Il problema: Per favore, stampa senza modifiche la parte del testo sullo yoga-mindfulness che va da "Lo yoga-mindfulness è" a "l’ascolto del corpo.", entrambi inclusi.
___ Sezione di testo ___
In questo corso si dà quindi la priorità all’esercitarsi nel coltivare l’attitudine ad aprirsi all’esperienza in atto senza frapporre i nostri giudizi condizionati tra noi ed essa.
O meglio, si impara progressivamente a riconoscere i nostri filtri condizionati e a farne progressivamente a meno, arricchendo la nostra esperienza e la nostra libertà.

Ci si apre così, ad uno sguardo rinnovato nei confronti della realtà ed anche verso noi stessi.

Ciò che soprattutto mira a sviluppare la pratica di yoga-mindfulness è la consapevolezza-saggezza (sati-sampajanna): cioè il divenire sempre più attenti e presenti a tutto ciò che nella nostra vita genera significato, soddisfazione autentica,  felicità, e ad accorgerci sempre meglio di come le nostre azioni generate sull’onda delle abitudini acquisite, possano invece portare a disagio sofferenza, stagnazione, insoddisfazione.
 
Più siamo consapevoli dei meccanismi che generano la sofferenza e più siamo in grado di scegliere liberamente se assecondarli o meno.

Lo yoga-mindfulness è chiaramente un cammino di autoconoscenza e progressivamente di autoliberazione.

Questa consapevolezza si coltiva in diversi modi, ma in particolare attraverso l’attenzione e l’ascolto del corpo.
E’ qui che la mindfulness e il suo retroterra si sposano magistralmente con la pratica dell’hatha yoga che consente di risvegliare la nostra coscienza del corpo, ci richiama a sentirlo e ad abitarlo consapevolmente.

Le posizioni ed i movimenti dello yoga, le pratiche di espansione del respiro, attivano una rinnovata consapevolezza del nostro corpo e rendono la nostra mente più chiara e sveglia, favoriscono lo stabilizzarsi dell’attenzione e risvegliano i nostri sensi.
___ Dati registrati ___
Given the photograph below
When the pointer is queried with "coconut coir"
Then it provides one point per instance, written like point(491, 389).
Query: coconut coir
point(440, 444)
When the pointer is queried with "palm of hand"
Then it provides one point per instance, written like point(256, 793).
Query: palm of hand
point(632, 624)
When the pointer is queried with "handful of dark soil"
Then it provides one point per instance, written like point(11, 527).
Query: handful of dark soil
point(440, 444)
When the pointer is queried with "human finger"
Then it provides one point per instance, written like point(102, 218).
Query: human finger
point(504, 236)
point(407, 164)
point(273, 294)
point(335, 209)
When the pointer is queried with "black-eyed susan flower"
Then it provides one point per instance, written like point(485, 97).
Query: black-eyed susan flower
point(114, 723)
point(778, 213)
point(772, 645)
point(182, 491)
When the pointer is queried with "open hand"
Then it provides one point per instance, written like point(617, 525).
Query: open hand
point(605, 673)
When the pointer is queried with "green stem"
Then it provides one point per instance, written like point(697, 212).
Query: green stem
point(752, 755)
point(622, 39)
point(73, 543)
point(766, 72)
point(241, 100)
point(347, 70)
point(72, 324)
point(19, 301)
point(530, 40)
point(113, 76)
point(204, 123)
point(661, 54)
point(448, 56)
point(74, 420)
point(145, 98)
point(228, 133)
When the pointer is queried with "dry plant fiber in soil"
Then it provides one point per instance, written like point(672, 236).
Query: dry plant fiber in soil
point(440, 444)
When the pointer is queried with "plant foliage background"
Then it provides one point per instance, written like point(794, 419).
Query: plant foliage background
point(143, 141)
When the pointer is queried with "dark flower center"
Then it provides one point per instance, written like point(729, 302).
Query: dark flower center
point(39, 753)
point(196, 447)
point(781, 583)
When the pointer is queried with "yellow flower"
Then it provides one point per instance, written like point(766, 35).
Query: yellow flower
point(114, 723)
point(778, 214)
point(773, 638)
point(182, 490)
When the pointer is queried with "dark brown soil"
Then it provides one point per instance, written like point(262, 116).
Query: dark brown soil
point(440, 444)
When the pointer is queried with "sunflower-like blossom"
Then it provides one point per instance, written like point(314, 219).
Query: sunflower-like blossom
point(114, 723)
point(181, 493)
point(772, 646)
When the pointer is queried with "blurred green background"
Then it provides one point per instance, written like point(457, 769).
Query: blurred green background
___
Risposta scritta:
Lo yoga-mindfulness è chiaramente un cammino di autoconoscenza e progressivamente di autoliberazione.

Questa consapevolezza si coltiva in diversi modi, ma in particolare attraverso l’attenzione e l’ascolto del corpo.